* **Polecenia**
A – Przytocz bez zmian fragment artykułu o gdańskim szpitalu psychiatrycznym od słów "Na początku czerwca" aż do słów "młodzieżowym zabrakło miejsc." włącznie.
B – Ilu lekarzy pracuje w Wojewódzkim Szpitalu Psychiatrycznym na 349 chorych według artykułu o gdańskim szpitalu psychiatrycznym?
C – Proszę dopisać dalszy ciąg artykułu o gdańskim szpitalu psychiatrycznym, zaczynając zaraz po jego ostatnim zdaniu.

* **Tekst źródłowy**

W szpitalu doszło do gwałtu na 15‑latce? Lekarze mówią o dramacie

Lekarze z gdańskiego szpitala psychiatrycznego, gdzie miało dojść do gwałtu na 15-latce, chcą odejść z pracy. – Ile było takich dyżurów, że byłem sam na niemal stu pacjentów? To musiało się skończyć dramatem – mówi Wirtualnej Polsce lekarz z placówki. Ma już gotowe wypowiedzenie.

W szpitalu doszło do gwałtu na 15-latce? Lekarze mówią o dramacie
Źródło zdjęć: © East News | Karol Makurat
Magda Mieśnik

25.06.2019 | aktual.: 25.06.2019 09:50

Na początku czerwca w gdańskim szpitalu 25-letni pacjent miał zgwałcić 15-latkę. Dziewczyna przebywała na oddziale dla dorosłych. Szpital podjął taką decyzję, ponieważ na oddziale młodzieżowym zabrakło miejsc.

W Wojewódzkim Szpitalu Psychiatrycznym na 349 chorych jest 20 lekarzy. Na nocnych dyżurach jest ich zdecydowanie mniej. – Jak mamy zapewnić bezpieczeństwo pacjentom, skoro mam pod opieką kilkadziesiąt osób, jest jeden lekarz? Wystarczy, że w jednej sali wybucha bójka, a w drugim końcu korytarza ktoś próbuje odebrać sobie życie – w którym miejscu interweniować? Ilu dzieciom musi stać się krzywda, żeby ktoś z góry, z rządzących zobaczył, w jak dramatycznej sytuacji jest psychiatria? Tak wygląda nasza codzienność. Ile razy muszę ratować życie nastolatka, bo nie dostał na czas pomocy? – mówi lekarz z gdańskiego szpitala.

Tak jak większość jego kolegów i koleżanek z placówki ma już przygotowane wypowiedzenie. - To zgłoszenie o gwałcie przesądziło o sprawie. Na prośbę urzędników wstrzymaliśmy się kilka dni z odejściem. W tym tygodniu mamy poznać jakieś konkrety poprawy sytuacji. Tyle że nikt już w to nie wierzy, bo o zmiany apelujemy od wielu miesięcy – mówi lekarz.

W szpitalu trwa kontrola. – Już w zeszłym tygodniu zorganizowaliśmy w Urzędzie Marszałkowskim spotkanie z przedstawicielami wojewody, NFZ, dyrektorami szpitali. Dwa inne szpitale w Gdańsku, prowadzące oddziały psychiatryczne, zostały poproszone o pomoc i mają zadecydować, czy przejmą część dyżurów, czy oddelegują swoich lekarzy na dyżury na Srebrzysku. Natomiast NFZ po raz kolejny poprosiliśmy o zwiększenie stawek za świadczenia psychiatryczne. Do wtorku czekamy na odpowiedź szpitali i NFZ - mówi Wirtualnej Polsce Michał Piotrowski, rzecznik Urzędu Marszałkowskiego Województwa Pomorskiego.

* **Zestaw danych**
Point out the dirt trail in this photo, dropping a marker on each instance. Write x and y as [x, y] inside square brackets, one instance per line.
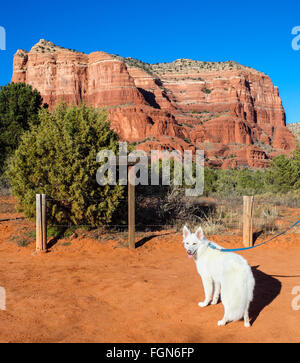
[98, 291]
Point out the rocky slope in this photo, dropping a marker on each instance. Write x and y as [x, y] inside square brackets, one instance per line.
[231, 111]
[295, 130]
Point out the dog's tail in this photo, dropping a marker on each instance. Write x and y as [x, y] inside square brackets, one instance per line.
[238, 293]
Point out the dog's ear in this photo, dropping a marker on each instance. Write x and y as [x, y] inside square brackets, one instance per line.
[186, 232]
[199, 233]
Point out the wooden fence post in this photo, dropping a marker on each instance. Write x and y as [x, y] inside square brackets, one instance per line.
[131, 209]
[41, 223]
[247, 221]
[44, 222]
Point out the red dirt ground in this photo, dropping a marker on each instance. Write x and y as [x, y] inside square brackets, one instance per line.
[98, 291]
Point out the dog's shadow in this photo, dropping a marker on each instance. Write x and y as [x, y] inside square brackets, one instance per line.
[267, 288]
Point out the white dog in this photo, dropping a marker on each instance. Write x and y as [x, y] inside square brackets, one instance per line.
[221, 272]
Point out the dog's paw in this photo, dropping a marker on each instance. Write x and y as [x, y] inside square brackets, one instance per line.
[221, 322]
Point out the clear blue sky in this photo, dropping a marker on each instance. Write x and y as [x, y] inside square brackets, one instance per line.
[256, 33]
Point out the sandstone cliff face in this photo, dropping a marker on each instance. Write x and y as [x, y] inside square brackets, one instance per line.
[232, 112]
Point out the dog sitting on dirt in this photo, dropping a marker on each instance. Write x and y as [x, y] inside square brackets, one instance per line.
[223, 273]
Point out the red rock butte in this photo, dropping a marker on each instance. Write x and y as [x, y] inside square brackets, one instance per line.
[232, 112]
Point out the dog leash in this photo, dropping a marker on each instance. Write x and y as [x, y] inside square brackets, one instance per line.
[249, 248]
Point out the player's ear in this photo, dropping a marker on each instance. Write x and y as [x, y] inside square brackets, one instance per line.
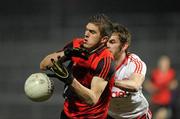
[104, 39]
[125, 46]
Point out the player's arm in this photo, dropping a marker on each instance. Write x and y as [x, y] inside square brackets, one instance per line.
[134, 82]
[104, 72]
[46, 62]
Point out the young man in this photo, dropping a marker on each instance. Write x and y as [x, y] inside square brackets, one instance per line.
[88, 94]
[127, 100]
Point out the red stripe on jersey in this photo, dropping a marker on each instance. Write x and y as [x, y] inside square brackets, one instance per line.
[138, 64]
[106, 68]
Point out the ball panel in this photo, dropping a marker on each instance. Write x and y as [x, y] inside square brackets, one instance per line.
[38, 87]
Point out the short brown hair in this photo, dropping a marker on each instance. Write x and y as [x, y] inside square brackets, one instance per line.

* **Odpowiedzi do zadań**
A –
Na początku czerwca w gdańskim szpitalu 25-letni pacjent miał zgwałcić 15-latkę. Dziewczyna przebywała na oddziale dla dorosłych. Szpital podjął taką decyzję, ponieważ na oddziale młodzieżowym zabrakło miejsc.

B – 20 lekarzy.

C –
Urząd, któremu podlega placówka, wniósł o pilną interwencję w sprawie zmian w zakresie finansowania i standardów opieki psychiatrycznej.

Tyle że szpital winą za taki stan rzeczy obciąża NFZ. – Przecież to fundusz wydał dyspozycję, że w razie pełnego obłożenia oddziałów młodzieżowych można umieścić dziecko na oddziale dla dorosłych. Alarmowaliśmy, że to zły pomysł – mówi Wirtualnej Polsce dyrektor szpitala Leszek Trojanowski. Taki komunikat centrala NFZ wydała 29 marca 2019 roku.

Początkowo dyrektor szpitala przekonywał, że nie wiadomo, czy w ogóle doszło do gwałtu. - W nocy nie było żadnych krzyków, nikt nic nie słyszał – mówił Trojanowski. Tyle że, jak ustaliła prokuratura, 15-latka była pod wpływem leków nasennych. - Wykorzystując stan pokrzywdzonej wywołany lekami, mężczyzna podstępem doprowadził pokrzywdzoną do poddania się innej czynności seksualnej oraz do obcowania płciowego – mówiła prok. Grażyna Wawryniuk, rzecznik Prokuratury Okręgowej w Gdańsku.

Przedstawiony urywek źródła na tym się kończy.